Text provided:
•••

The menu combines both northern and southern Thai cuisine, diverting from the usually over-sweetened sauces ubiquitous in most of Manhattan's Thai food. Pad Thai takes a back seat to specials like duck tamarind (roasted duck with tamarind sauce and crisp fried onions), exceedingly fresh salads combining sour and sweet through chili, lime, ginger, garlic, peanut, and pineapple, and a roster of fresh fish topped in sublimely garlicky sauces.

•••

Information provided:
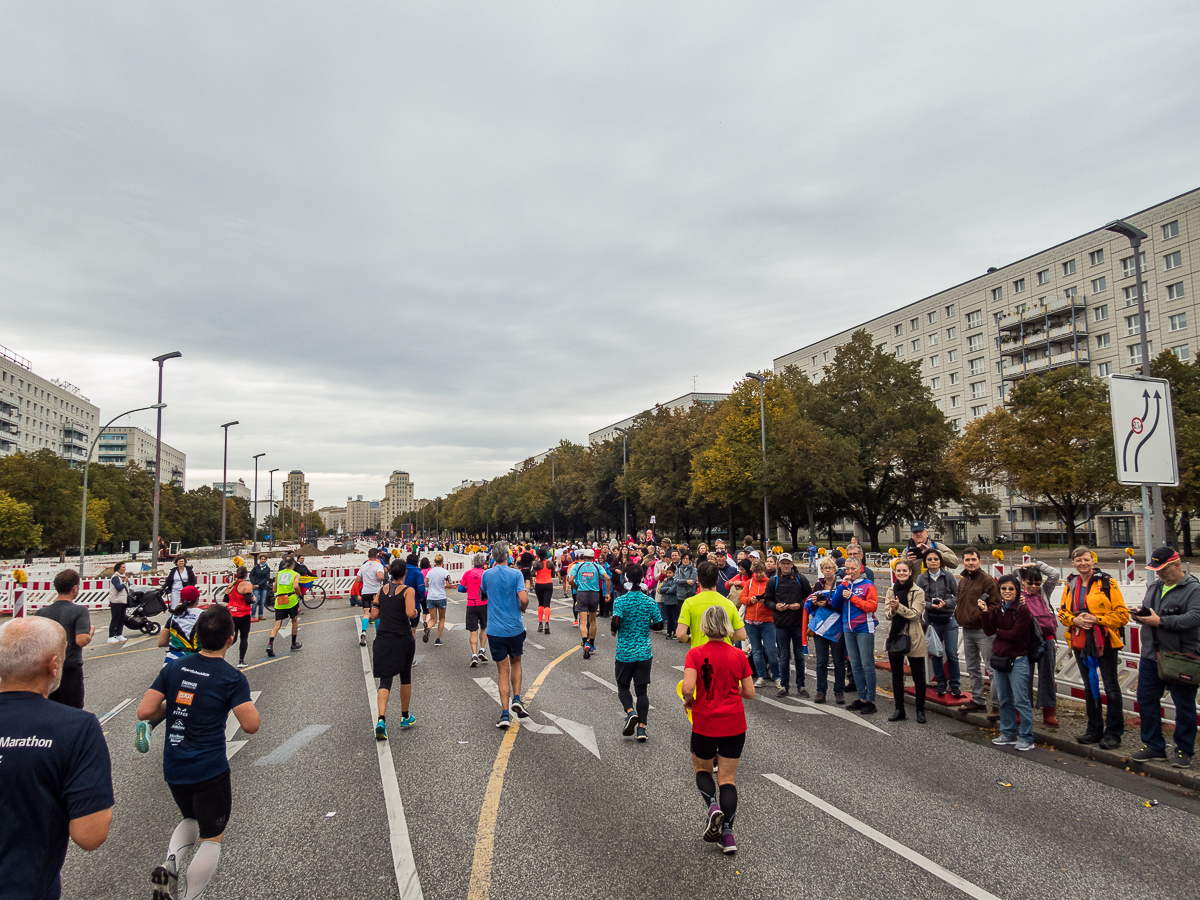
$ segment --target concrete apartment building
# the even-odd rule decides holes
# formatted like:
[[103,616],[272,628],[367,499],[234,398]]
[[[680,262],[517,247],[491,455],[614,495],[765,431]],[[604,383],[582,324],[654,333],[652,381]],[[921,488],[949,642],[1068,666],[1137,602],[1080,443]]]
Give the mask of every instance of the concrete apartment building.
[[[1122,218],[1150,235],[1141,246],[1146,323],[1138,320],[1128,240],[1097,228],[787,353],[774,370],[796,366],[820,382],[838,347],[864,329],[877,347],[920,362],[934,402],[962,428],[1003,404],[1013,383],[1028,374],[1063,366],[1100,377],[1140,374],[1142,324],[1152,355],[1165,348],[1190,361],[1193,350],[1200,352],[1200,188]],[[1058,533],[1054,520],[1037,521],[1027,499],[1002,485],[985,488],[1000,500],[1001,514],[974,526],[947,509],[949,539],[1015,534],[1033,542],[1036,534]],[[1102,546],[1141,539],[1140,512],[1094,510],[1093,517],[1092,540]],[[842,522],[842,532],[851,529]]]
[[35,374],[28,359],[0,347],[0,456],[53,450],[83,466],[98,420],[100,407],[73,384]]
[[[155,443],[154,434],[145,428],[110,425],[100,436],[95,461],[109,466],[138,466],[152,475]],[[158,481],[178,487],[187,484],[187,455],[167,443],[162,445],[162,474]]]
[[307,516],[312,512],[312,500],[308,499],[308,482],[304,480],[300,469],[292,469],[288,479],[281,485],[283,496],[282,504],[288,509]]

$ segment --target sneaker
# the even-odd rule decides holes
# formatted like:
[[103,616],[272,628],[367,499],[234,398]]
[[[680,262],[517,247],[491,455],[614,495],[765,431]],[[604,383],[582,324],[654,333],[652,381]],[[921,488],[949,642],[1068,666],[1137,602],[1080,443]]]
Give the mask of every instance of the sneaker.
[[703,838],[709,844],[716,844],[721,839],[721,826],[725,824],[725,814],[721,805],[713,803],[708,806],[708,823],[704,827]]
[[[150,722],[138,722],[138,726],[133,730],[133,746],[138,749],[139,754],[150,752]],[[1166,758],[1166,755],[1163,755]]]
[[1141,750],[1139,750],[1138,752],[1130,754],[1129,758],[1136,762],[1146,762],[1148,760],[1165,760],[1166,751],[1151,750],[1148,746],[1142,746]]
[[637,713],[630,709],[625,713],[625,727],[620,730],[620,733],[626,737],[634,737],[634,732],[637,730]]
[[150,870],[150,883],[154,886],[150,893],[151,900],[175,900],[175,892],[179,890],[179,874],[174,865],[156,865]]

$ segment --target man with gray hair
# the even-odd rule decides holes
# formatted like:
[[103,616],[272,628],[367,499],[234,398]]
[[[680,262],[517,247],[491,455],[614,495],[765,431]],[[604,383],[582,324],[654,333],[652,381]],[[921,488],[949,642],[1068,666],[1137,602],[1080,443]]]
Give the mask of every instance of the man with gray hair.
[[67,838],[86,851],[108,839],[113,772],[91,713],[48,700],[67,635],[50,618],[0,626],[0,896],[59,898]]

•••

Exercise set:
1) Condense the paragraph of the Thai menu description that begins "The menu combines both northern and southern" into a short bulleted list, keeping its main facts.
2) Resume the Thai menu description, continuing it from its final sentence.

Task-by-task results:
1)
- The menu blends northern and southern Thai cuisine.
- It avoids the over-sweetened sauces common in most Manhattan Thai food.
- Pad Thai is less prominent than the specials.
- Duck tamarind is roasted duck with tamarind sauce and crisp fried onions.
- Very fresh salads balance sour and sweet with chili, lime, ginger, garlic, peanut, and pineapple.
- Several fresh fish dishes come topped with strongly garlicky sauces.

2)
On a recent night, Gothamist paid heed to Eat-pisode's BYOB policy and picked up a bottle of white at nearby wine shop, September, before heading to our meal. We started with the namesake Eat-pisode roll--black sticky rice stuffed with minced chicken, turnip, and onions, and topped with coconut sauce and roasted sesame. Much sweeter than expected, and reminiscent of the steamed Korean rice cake, yak sik, this might actually make for a better dessert than meal-starter, since the sweet overpowers the savory. We also shared the yom duk salad, and declared it the best we'd eaten in months. Tender roasted duck tops a generous bed of mixed greens, apples, pineapple, red onion, and ground peanuts, with a chili lime sauce whose bite counters the sweetness of the fruit. After scraping every last shred of carrot from the salad bowl, we licked our lips and firmly declared it "soo good."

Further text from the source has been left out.